Supplied passage:

Sql-server – Confusion about CPU time and Elapsed Time Calculation

optimizationperformancequery-performancesql server

I have already searched on different online forums already, but I haven't got any clear answer on this.

The problem is I have a query which has CPU time greater 4 times greater than Elapsed time. I also have a query in which Elapsed time is greater than CPU time. I am not able to understand why is it so. Can you please shed some light, what actually happens in both cases?

An example is my query has CPU Time 4000ms while Elapsed time is just 1000ms and one query has elapsed time 2ms while CPU time is 0ms.

According to following post:

https://stackoverflow.com/questions/6419312/sql-server-query-tuning-why-cpu-time-is-higher-than-elapsed-time-are-they-rel

higher CPU time and lower elapsed time is due to hyper-threading or multi cores utilization by SQL server but I am not able to find any authentic information regarding that. Another confusion is the reverse case. How is it possible that elapsed time is for example 4ms while CPU time is 0ms?

Any detailed answer regarding this would be highly appreciated.

Best Answer

If a query has more CPU time than elapsed time that means that it contained a zone that executed in parallel. The ratio of CPU Time to elapsed time depends on many factors including the number of CPUs available to the query, what the query waited on and how long those waits were (partially depends on server workload), and how efficiently the query is able to take advantage of parallelism. For an example of the last point reference Amdahl's Law:

For example, if a program needs 20 hours using a single processor core, and a particular part of the program which takes one hour to execute cannot be parallelized, while the remaining 19 hours (p = 0.95) of execution time can be parallelized, then regardless of how many processors are devoted to a parallelized execution of this program, the minimum execution time cannot be less than that critical one hour.

Many queries will have zones that run in parallel and zones that run in serial. If most of the work is done in the parallel zones and the work is evenly distributed among schedulers then you might see a high CPU time to elapsed time ratio.

Below is a bit of a contrived example of a query that can parallelize extremely efficiently in SQL Server. First note that the machine I'm testing against has 4 cores and all of them are available to the query. From Task Manager:

From SQL Server:

SELECT cpu_count -- result of 4
FROM sys.dm_os_sys_info;

Now I'll put 100 rows into one temp table and 100k rows into the other:

CREATE TABLE #OUTER_TABLE (ID INT NOT NULL);

-- insert 100 integers from 1 - 100
INSERT INTO #OUTER_TABLE
SELECT N
FROM dbo.getNums(100);
    
CREATE TABLE #INNER_TABLE (COL VARCHAR(8000));

-- insert 100000 rows
INSERT INTO #INNER_TABLE
SELECT REPLICATE('Z', 800)
FROM dbo.getNums(100000);

SET STATISTICS TIME ON;

Here is the query that I'm going to test with:

SELECT ot.ID, it.COL
FROM 
(
    SELECT TOP 100 ID
    FROM #OUTER_TABLE
) ot
CROSS APPLY (
    SELECT MAX(COL) COL
    FROM #INNER_TABLE
    WHERE COL <> CAST(ot.ID AS VARCHAR(8000))

Exercise set:
A) Duplicate the portion of the SQL Server timing thread from "higher CPU time" to "time is 0ms?" without changing a word.
B) Render this sentence from the SQL Server timing thread in Spanish: "Many queries will have zones that run in parallel and zones that run in serial."
C) In the SQL Server timing thread, how many cores does the answerer's test machine have?

Items:
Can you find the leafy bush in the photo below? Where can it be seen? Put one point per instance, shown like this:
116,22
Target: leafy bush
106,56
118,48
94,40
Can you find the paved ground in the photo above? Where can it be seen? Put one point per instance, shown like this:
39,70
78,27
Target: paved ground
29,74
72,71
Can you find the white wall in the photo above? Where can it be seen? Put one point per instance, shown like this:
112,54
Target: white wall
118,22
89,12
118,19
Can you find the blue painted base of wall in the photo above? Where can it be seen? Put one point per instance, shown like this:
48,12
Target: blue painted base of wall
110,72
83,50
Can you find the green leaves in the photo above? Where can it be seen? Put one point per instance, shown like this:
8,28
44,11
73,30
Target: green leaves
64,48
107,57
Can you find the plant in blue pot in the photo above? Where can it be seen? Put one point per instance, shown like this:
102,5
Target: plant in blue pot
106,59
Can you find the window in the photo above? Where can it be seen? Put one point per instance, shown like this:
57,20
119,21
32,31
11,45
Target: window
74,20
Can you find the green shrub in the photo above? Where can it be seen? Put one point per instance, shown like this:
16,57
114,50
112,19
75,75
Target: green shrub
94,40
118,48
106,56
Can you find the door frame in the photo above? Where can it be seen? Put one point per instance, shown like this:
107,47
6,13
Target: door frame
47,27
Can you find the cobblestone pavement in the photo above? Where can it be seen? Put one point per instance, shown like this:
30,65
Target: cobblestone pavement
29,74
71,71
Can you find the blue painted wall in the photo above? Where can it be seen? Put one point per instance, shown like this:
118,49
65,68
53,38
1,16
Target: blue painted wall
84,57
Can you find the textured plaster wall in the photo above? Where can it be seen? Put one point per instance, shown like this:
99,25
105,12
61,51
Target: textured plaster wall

Answers to the exercises:
A)
higher CPU time and lower elapsed time is due to hyper-threading or multi cores utilization by SQL server but I am not able to find any authentic information regarding that. Another confusion is the reverse case. How is it possible that elapsed time is for example 4ms while CPU time is 0ms?

B) Muchas consultas tendrán zonas que se ejecutan en paralelo y zonas que se ejecutan en serie.

C) It has 4 cores, and all of them are available to the query.